EXERCISE TASK: Report, line for line, each of the rows below that contains the string "logo". Case counts.
════════════════
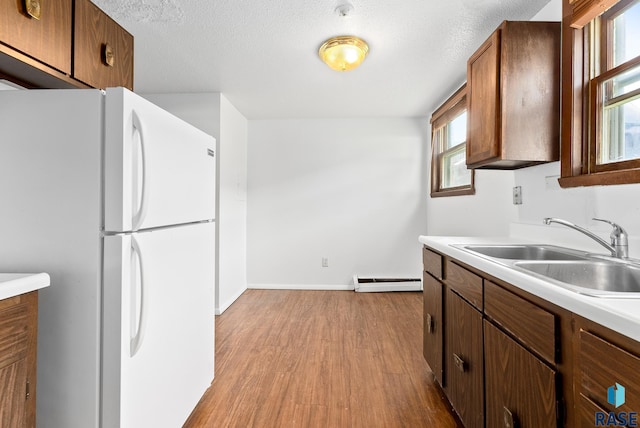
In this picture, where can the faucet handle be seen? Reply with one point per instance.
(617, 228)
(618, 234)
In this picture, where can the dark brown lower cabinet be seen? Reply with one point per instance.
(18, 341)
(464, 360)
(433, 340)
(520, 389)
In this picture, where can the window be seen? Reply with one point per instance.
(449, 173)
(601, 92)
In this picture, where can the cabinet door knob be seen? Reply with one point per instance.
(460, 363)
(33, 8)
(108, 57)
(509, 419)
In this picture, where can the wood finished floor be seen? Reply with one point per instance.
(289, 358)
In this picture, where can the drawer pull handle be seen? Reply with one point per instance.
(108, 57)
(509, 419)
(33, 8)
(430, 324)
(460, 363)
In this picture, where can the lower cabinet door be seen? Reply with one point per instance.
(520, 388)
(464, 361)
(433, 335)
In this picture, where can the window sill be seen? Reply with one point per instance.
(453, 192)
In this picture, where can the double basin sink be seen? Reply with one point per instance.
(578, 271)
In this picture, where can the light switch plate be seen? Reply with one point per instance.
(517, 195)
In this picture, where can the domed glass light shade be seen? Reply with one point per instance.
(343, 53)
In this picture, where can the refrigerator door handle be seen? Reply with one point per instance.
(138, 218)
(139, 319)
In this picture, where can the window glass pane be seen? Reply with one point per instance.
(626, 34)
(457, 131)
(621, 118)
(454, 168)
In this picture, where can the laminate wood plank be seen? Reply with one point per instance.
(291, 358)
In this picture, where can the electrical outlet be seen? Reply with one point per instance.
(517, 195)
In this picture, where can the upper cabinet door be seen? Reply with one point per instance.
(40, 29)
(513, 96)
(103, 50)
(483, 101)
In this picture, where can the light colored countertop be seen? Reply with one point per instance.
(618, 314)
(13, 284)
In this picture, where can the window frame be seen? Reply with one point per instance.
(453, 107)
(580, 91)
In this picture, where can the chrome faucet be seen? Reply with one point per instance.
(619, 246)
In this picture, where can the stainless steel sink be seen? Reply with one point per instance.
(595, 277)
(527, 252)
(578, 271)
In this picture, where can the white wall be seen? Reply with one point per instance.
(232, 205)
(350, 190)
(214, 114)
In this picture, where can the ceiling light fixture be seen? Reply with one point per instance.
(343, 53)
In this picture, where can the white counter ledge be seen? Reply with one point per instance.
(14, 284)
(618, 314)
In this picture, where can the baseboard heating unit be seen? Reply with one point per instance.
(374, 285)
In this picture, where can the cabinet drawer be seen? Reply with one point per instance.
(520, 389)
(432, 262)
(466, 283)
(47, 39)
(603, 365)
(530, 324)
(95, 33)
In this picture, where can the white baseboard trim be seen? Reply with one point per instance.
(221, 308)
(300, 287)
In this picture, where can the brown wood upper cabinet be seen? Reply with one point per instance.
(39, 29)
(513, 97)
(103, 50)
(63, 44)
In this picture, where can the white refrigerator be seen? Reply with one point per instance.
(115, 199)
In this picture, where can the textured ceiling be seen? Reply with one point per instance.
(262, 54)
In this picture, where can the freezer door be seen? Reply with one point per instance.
════════════════
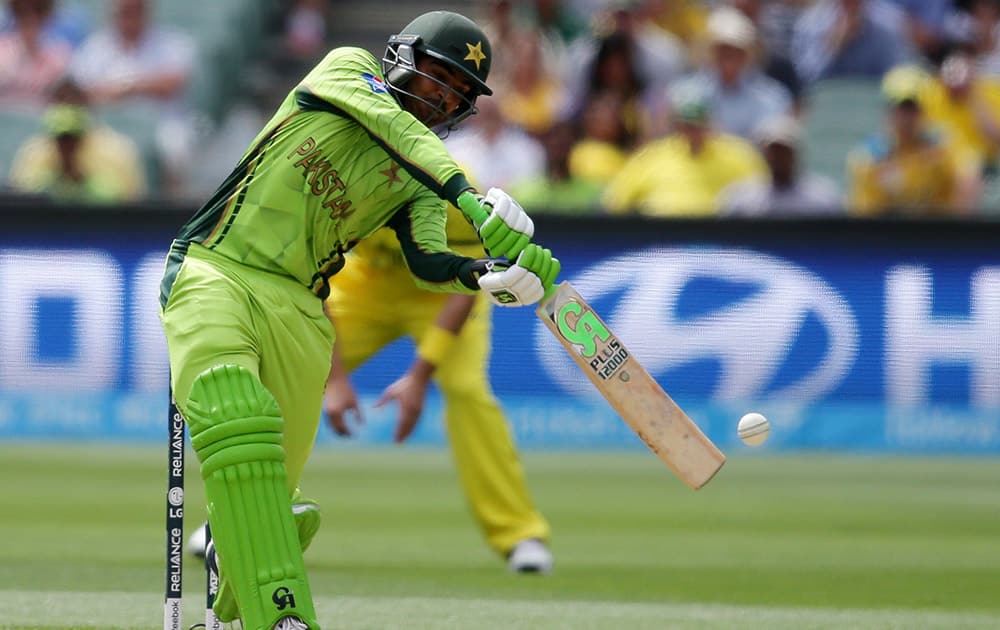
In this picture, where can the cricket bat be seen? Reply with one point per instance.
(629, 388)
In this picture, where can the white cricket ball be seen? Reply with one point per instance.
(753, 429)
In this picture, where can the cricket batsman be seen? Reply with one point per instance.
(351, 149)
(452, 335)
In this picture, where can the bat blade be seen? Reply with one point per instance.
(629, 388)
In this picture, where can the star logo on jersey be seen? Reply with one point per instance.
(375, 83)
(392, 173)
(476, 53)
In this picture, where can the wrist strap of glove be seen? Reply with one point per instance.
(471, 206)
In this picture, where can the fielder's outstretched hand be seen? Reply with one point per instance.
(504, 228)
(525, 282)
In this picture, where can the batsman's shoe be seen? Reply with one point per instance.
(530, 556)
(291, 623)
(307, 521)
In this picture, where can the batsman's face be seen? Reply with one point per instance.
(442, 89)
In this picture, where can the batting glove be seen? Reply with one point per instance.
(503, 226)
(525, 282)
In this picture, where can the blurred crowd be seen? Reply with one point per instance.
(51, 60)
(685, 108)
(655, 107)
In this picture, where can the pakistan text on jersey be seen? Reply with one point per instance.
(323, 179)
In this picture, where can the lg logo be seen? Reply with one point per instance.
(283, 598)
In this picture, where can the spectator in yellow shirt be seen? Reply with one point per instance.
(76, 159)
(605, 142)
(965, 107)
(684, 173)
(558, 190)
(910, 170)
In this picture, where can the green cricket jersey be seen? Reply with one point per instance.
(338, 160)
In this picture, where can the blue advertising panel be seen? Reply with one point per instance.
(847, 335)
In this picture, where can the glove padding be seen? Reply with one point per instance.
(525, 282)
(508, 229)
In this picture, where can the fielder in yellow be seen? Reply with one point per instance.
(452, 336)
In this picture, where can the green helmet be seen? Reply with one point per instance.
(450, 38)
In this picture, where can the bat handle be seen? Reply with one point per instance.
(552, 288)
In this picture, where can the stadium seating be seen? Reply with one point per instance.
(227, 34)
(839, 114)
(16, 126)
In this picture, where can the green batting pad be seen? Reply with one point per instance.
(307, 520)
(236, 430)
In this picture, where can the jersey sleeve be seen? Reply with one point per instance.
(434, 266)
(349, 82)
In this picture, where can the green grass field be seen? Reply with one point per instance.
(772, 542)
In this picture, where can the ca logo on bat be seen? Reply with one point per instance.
════════════════
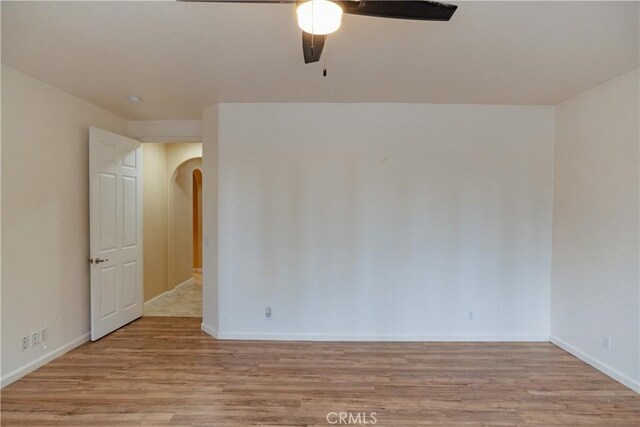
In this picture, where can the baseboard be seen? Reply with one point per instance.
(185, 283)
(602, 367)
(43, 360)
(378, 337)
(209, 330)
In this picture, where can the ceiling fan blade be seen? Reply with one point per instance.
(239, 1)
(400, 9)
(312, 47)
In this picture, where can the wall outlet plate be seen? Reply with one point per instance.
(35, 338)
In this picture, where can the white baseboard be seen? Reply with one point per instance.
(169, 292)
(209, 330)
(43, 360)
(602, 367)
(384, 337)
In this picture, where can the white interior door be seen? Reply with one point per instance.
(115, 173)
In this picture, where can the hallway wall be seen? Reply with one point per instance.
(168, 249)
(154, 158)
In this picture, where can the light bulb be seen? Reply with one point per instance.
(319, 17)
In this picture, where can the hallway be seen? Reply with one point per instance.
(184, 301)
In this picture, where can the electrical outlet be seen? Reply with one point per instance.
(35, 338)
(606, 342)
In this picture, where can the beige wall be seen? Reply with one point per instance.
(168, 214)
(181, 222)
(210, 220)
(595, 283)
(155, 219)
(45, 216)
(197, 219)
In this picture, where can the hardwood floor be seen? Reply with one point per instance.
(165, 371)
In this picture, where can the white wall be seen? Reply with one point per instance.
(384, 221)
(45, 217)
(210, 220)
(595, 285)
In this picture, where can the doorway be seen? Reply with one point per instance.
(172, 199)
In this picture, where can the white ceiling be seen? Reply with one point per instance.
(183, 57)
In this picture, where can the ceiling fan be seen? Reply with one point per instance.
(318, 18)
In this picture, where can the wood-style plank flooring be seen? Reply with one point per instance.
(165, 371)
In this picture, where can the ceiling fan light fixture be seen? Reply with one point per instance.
════════════════
RESULT:
In this picture, where can the star logo on jersey be seen? Reply with one point per instance.
In this picture, where can the lg logo be seen? Reply with one point per instance.
In this picture, where can the ca logo on bat be seen? Reply with one point per instance.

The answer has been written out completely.